Gestellte Aufgabe A:
Beantworten Sie anhand des Forenthreads:
(i) Welches Gerät zeigen die Bilder, die raute89 zu Beginn einstellt?
(ii) Welchen Menüeintrag nennt gründler, über den sich Volt oder Temperatur einblenden lassen?
(iii) Was ist laut dem letzten Beitrag von raute89 auf den Bildern zu sehen?

Artikel:
▶

Ein paar Bilder von Simrad Go 7 mit Downscan
Einfach mal zum Gucken#h


----------



## Hennesee81 (14. August 2017)

*AW: Welches Echolot Simrad GO7 XSE Totalscan oder Lowrance Elite 7 TI Totalscan*



raute89 schrieb:


> Ein paar Bilder von Simrad Go 7 mit Downscan
> Einfach mal zum Gucken#h


 
 Sorry für OT, wie bekomme ich beim Go7 die Tempanzeige Wasser unterhalb der Tiefenanzeige hin? So wie in deinem Bild.


----------



## gründler (14. August 2017)

*AW: Welches Echolot Simrad GO7 XSE Totalscan oder Lowrance Elite 7 TI Totalscan*

Moin

Da es ja die gleiche Software hat wie Lowrance....

Irgendwo im Menü steht Overlay Daten,da kann man Volt oder Temp. usw einführen und sich die Anzeige im Bildschirm per Touch "hinziehen".Ach ja und die größe der Daten Anzeigen sollte man auch wählen können (eigentlich) small-high.
#h


----------



## Hennesee81 (14. August 2017)

*AW: Welches Echolot Simrad GO7 XSE Totalscan oder Lowrance Elite 7 TI Totalscan*

Danke!!!


----------



## fischbär (14. August 2017)

*AW: Welches Echolot Simrad GO7 XSE Totalscan oder Lowrance Elite 7 TI Totalscan*

Hat das Ding nicht auch Sidescan? Hast Du da ein paar Screenshots?


----------



## raute89 (14. August 2017)

*AW: Welches Echolot Simrad GO7 XSE Totalscan oder Lowrance Elite 7 TI Totalscan*

Hab jetzt nur die spontan aufm Handy gehabt...muss sonst mal am We paar schönere machen
Ja Sidescan hat das auch
Einmal ist eine Kette von nem Bootssteg zu sehen und einmal Heringe (4er Split)

◀

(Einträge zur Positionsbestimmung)

▶

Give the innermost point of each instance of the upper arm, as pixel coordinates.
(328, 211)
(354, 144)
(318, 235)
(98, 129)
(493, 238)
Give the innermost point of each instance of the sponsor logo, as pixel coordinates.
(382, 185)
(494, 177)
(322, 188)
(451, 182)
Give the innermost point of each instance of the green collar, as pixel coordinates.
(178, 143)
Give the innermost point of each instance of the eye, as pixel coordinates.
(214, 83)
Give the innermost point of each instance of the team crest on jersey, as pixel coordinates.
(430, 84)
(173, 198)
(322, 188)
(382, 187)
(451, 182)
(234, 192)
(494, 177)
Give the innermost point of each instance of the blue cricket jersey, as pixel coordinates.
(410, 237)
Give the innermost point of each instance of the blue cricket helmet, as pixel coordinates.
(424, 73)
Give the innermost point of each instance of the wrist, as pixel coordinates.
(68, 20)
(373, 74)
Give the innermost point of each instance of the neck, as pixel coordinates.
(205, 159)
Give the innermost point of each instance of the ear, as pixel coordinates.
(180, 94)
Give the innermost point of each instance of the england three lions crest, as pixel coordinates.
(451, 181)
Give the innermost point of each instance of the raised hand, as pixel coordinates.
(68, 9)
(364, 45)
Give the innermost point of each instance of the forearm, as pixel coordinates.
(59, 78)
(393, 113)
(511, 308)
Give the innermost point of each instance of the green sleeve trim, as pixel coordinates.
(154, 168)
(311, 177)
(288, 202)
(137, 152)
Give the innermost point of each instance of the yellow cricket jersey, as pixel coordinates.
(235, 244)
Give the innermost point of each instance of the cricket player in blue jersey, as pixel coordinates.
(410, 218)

◀

Gestellte Aufgabe B: Geben Sie aus der Auflistung die Zeilen von der Zeile mit „Give the innermost point of each instance of the cricket“ bis einschließlich zum Ende der Auflistung unverändert wieder.

Richtige Antwort A:
(i) Ein Simrad Go 7 mit Downscan.
(ii) Overlay Daten.
(iii) Einmal eine Kette von einem Bootssteg und einmal Heringe (4er Split).

Richtige Antwort B:
Give the innermost point of each instance of the cricket player in blue jersey, as pixel coordinates.
(410, 218)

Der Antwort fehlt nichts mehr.